| Short problem |
In the Reform Scotland news summary below, list every newspaper cited as a source for the independence referendum item.

| Extracted text |
REFORM SCOTLAND NEWS: 07 November 2011



Reform Scotland

Daily Political Newspaper Summary: 7 November 2011

All newspaper references refer to Scottish editions. Where there is a link to a newspaper’s website, the relevant page reference is highlighted and underlined.


In addition to the newspaper stories outlined below, further news coverage can be found online at BBC News Scotland, STV News and Sky News



Independence Referendum: The SNP are under renewed pressure to explain the ‘devo-max’ option for its independence referendum after a new poll has shown that 33% of Scots favour giving Scotland control over tax and benefits while remaining part of the UK (The Scotsman, page 1, Daily Express, page 2, Daily Record, page 2).  The new poll by TNS-BMRM for the BBC Politics Show also showed that support for breaking up the UK is only slightly higher in Scotland than in England: there is 28% support for independence in Scotland and 24% in England (The Times, page 6) The SNP has also received a boost after receiving a massive windfall donation from the winners of a £161million lottery fortune. (Daily Mail, page 10, The Sun, page 19)


Greek coalition government: Greek leaders have agreed to form a new coalition government after the resignation of George Papandreau. The announcement follows a week of turmoil over the country’s debt crisis. The unity government will be formed to break the deadlock threatening to push Greece closer to bankruptcy and enact a bail-out agreed last month. (The Scotsman, page 1, 8 and , the Herald, page 2. The Press and Journal, page 10 The Courier and Advertiser, page 13)

| Provided data |

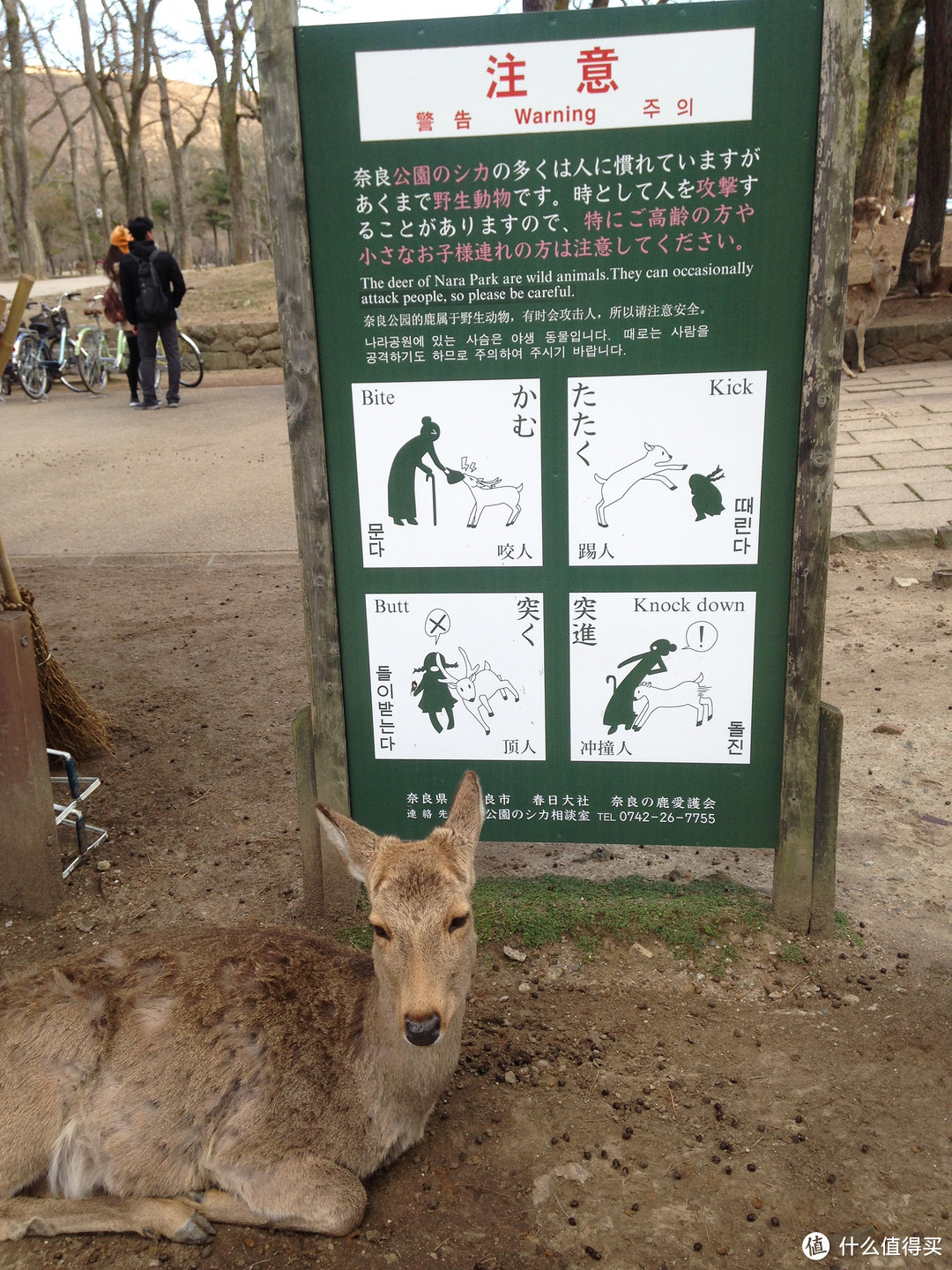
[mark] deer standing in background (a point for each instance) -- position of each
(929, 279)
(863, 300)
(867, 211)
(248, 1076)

==

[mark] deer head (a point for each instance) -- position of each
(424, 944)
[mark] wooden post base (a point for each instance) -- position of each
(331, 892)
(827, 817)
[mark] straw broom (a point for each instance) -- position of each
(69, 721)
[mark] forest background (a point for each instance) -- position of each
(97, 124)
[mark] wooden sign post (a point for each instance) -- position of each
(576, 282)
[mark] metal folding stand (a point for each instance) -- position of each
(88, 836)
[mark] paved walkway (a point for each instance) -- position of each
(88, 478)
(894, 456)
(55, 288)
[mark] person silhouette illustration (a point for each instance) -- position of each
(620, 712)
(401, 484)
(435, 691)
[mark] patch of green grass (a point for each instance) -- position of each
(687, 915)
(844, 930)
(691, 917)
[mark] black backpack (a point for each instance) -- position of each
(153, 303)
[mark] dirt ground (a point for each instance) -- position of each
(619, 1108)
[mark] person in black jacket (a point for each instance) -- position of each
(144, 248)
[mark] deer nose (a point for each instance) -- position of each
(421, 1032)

| Answer to the problem |
The Scotsman
Daily Express
Daily Record
The Times
Daily Mail
The Sun